Exercise objective — Go through the material below and copy each line where the word "swimmer" appears.

[Supplied entries — start]

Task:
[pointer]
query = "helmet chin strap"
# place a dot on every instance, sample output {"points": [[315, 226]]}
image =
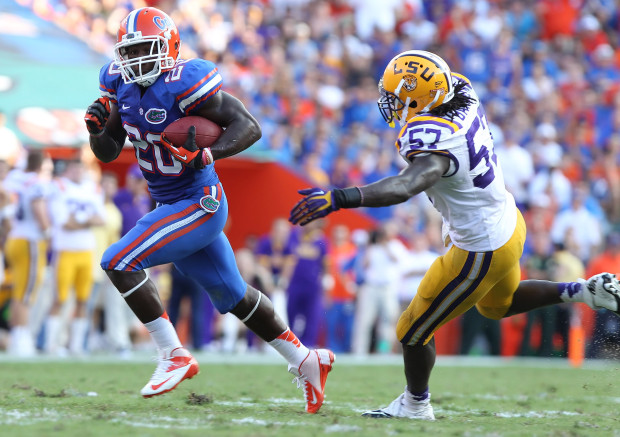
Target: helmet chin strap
{"points": [[403, 114]]}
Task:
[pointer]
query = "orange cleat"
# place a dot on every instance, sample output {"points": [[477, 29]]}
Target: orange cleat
{"points": [[311, 375], [173, 367]]}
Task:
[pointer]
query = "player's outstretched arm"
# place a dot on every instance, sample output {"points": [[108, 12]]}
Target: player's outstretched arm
{"points": [[242, 129], [107, 135], [419, 175]]}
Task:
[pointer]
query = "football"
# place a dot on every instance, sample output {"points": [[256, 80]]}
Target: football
{"points": [[206, 131]]}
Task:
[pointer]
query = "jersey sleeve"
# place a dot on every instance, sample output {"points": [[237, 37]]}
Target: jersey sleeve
{"points": [[108, 81], [199, 81]]}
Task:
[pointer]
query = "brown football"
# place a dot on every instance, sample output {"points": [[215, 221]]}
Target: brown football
{"points": [[206, 131]]}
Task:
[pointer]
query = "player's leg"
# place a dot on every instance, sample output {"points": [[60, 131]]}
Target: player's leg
{"points": [[64, 271], [453, 284], [83, 285], [168, 233], [215, 269], [27, 261]]}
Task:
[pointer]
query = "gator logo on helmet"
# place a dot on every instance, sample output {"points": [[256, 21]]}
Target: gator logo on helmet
{"points": [[155, 115], [410, 82], [162, 22]]}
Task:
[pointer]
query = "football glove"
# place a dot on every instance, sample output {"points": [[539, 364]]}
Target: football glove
{"points": [[316, 204], [97, 116], [189, 154]]}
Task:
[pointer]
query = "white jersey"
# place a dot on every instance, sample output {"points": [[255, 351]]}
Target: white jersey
{"points": [[478, 213], [26, 188], [82, 201]]}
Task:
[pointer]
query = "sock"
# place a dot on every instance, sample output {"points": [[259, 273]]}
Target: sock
{"points": [[52, 329], [412, 398], [570, 291], [289, 346], [163, 333], [79, 327]]}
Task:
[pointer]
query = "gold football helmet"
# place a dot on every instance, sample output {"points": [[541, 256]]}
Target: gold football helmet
{"points": [[413, 82]]}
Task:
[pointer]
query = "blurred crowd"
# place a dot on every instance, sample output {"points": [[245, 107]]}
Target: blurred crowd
{"points": [[547, 71]]}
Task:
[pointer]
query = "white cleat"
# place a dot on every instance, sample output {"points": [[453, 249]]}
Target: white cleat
{"points": [[422, 410], [602, 291], [311, 376], [172, 368]]}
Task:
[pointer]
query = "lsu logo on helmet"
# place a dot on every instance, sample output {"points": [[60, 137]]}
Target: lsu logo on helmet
{"points": [[413, 82]]}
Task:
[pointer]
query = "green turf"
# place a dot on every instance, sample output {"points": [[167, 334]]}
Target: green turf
{"points": [[51, 399]]}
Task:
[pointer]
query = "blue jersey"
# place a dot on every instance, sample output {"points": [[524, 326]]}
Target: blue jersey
{"points": [[175, 94]]}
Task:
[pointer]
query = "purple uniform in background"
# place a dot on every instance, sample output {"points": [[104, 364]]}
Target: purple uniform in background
{"points": [[305, 291]]}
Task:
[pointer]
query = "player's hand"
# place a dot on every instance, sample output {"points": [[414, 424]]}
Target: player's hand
{"points": [[97, 116], [316, 204], [189, 154]]}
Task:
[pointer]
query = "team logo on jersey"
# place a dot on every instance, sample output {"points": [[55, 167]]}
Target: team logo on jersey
{"points": [[410, 82], [156, 115], [209, 203]]}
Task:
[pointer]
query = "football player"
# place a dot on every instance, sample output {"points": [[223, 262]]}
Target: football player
{"points": [[27, 245], [145, 88], [446, 142]]}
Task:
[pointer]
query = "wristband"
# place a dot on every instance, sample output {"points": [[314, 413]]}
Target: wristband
{"points": [[347, 197], [207, 156]]}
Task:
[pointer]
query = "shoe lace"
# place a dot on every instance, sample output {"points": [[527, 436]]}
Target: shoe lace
{"points": [[162, 367], [301, 383]]}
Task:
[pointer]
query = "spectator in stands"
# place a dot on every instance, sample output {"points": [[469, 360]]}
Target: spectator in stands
{"points": [[76, 210], [518, 168], [26, 248], [341, 296], [580, 224], [305, 291], [113, 318], [377, 300]]}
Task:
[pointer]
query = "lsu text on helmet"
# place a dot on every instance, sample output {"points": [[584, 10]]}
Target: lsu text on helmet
{"points": [[154, 29], [413, 82]]}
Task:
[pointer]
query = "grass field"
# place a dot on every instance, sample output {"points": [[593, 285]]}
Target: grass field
{"points": [[253, 396]]}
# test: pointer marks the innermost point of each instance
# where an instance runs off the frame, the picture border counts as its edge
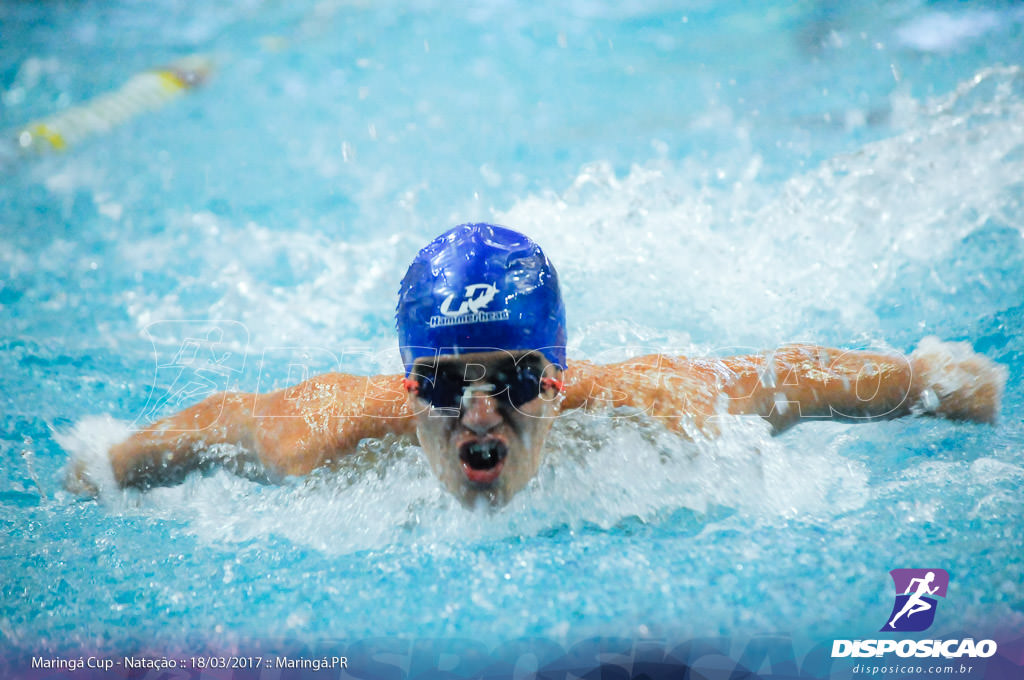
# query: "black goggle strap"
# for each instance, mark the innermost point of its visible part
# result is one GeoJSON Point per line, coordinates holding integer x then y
{"type": "Point", "coordinates": [546, 383]}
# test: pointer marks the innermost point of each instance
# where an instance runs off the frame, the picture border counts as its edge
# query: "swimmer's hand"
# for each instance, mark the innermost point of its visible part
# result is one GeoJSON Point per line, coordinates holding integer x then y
{"type": "Point", "coordinates": [951, 381]}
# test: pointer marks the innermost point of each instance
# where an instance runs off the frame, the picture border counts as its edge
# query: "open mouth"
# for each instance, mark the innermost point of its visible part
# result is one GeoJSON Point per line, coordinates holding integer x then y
{"type": "Point", "coordinates": [482, 460]}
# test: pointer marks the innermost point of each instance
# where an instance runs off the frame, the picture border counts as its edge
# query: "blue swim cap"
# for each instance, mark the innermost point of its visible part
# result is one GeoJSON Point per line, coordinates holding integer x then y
{"type": "Point", "coordinates": [480, 288]}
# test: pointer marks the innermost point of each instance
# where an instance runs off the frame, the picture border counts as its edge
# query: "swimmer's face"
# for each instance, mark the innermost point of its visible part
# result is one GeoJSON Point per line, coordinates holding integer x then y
{"type": "Point", "coordinates": [485, 443]}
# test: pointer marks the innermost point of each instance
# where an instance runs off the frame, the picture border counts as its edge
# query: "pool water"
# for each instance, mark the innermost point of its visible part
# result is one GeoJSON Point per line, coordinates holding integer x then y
{"type": "Point", "coordinates": [709, 178]}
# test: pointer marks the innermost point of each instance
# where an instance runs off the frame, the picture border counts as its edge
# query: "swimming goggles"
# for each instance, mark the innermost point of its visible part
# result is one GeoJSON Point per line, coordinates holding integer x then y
{"type": "Point", "coordinates": [513, 383]}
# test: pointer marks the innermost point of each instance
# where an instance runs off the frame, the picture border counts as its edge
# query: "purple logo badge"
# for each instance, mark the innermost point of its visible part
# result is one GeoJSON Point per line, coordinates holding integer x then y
{"type": "Point", "coordinates": [915, 591]}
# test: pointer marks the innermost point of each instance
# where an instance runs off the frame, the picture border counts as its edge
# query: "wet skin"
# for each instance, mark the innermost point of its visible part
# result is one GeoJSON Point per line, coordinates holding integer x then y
{"type": "Point", "coordinates": [487, 450]}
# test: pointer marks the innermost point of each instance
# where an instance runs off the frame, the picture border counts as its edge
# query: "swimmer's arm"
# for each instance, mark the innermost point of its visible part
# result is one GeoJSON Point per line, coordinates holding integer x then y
{"type": "Point", "coordinates": [289, 432]}
{"type": "Point", "coordinates": [800, 382]}
{"type": "Point", "coordinates": [793, 383]}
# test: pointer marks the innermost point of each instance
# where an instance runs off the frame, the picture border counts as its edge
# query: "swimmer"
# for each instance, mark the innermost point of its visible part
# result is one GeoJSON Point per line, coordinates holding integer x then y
{"type": "Point", "coordinates": [481, 329]}
{"type": "Point", "coordinates": [914, 603]}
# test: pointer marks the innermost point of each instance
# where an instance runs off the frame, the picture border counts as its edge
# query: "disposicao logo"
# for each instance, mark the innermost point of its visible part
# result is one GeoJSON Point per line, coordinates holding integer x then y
{"type": "Point", "coordinates": [914, 607]}
{"type": "Point", "coordinates": [913, 610]}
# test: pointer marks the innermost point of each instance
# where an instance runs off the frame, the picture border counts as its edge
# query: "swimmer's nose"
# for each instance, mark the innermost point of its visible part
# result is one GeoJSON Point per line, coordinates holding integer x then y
{"type": "Point", "coordinates": [479, 413]}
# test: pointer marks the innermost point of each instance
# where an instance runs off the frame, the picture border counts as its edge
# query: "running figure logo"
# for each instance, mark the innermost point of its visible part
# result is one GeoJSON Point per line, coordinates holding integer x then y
{"type": "Point", "coordinates": [914, 607]}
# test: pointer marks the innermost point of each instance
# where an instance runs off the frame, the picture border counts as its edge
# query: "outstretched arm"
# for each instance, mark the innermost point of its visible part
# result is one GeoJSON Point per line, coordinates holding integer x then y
{"type": "Point", "coordinates": [290, 431]}
{"type": "Point", "coordinates": [797, 382]}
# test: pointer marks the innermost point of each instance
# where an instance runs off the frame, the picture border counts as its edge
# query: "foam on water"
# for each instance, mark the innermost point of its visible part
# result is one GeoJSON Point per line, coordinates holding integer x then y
{"type": "Point", "coordinates": [667, 247]}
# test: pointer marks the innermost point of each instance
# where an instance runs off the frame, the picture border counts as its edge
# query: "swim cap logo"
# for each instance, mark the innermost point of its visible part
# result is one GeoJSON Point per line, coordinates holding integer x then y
{"type": "Point", "coordinates": [474, 299]}
{"type": "Point", "coordinates": [913, 609]}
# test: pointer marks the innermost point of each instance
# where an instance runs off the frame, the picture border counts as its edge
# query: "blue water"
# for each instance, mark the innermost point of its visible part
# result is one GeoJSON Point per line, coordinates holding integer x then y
{"type": "Point", "coordinates": [708, 178]}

[Supplied entries — finish]

Written solution —
# query: "swimmer's hand"
# query: "swimmer's face"
# query: "swimmer's arm"
# query: "swimmer"
# query: "swimmer's nose"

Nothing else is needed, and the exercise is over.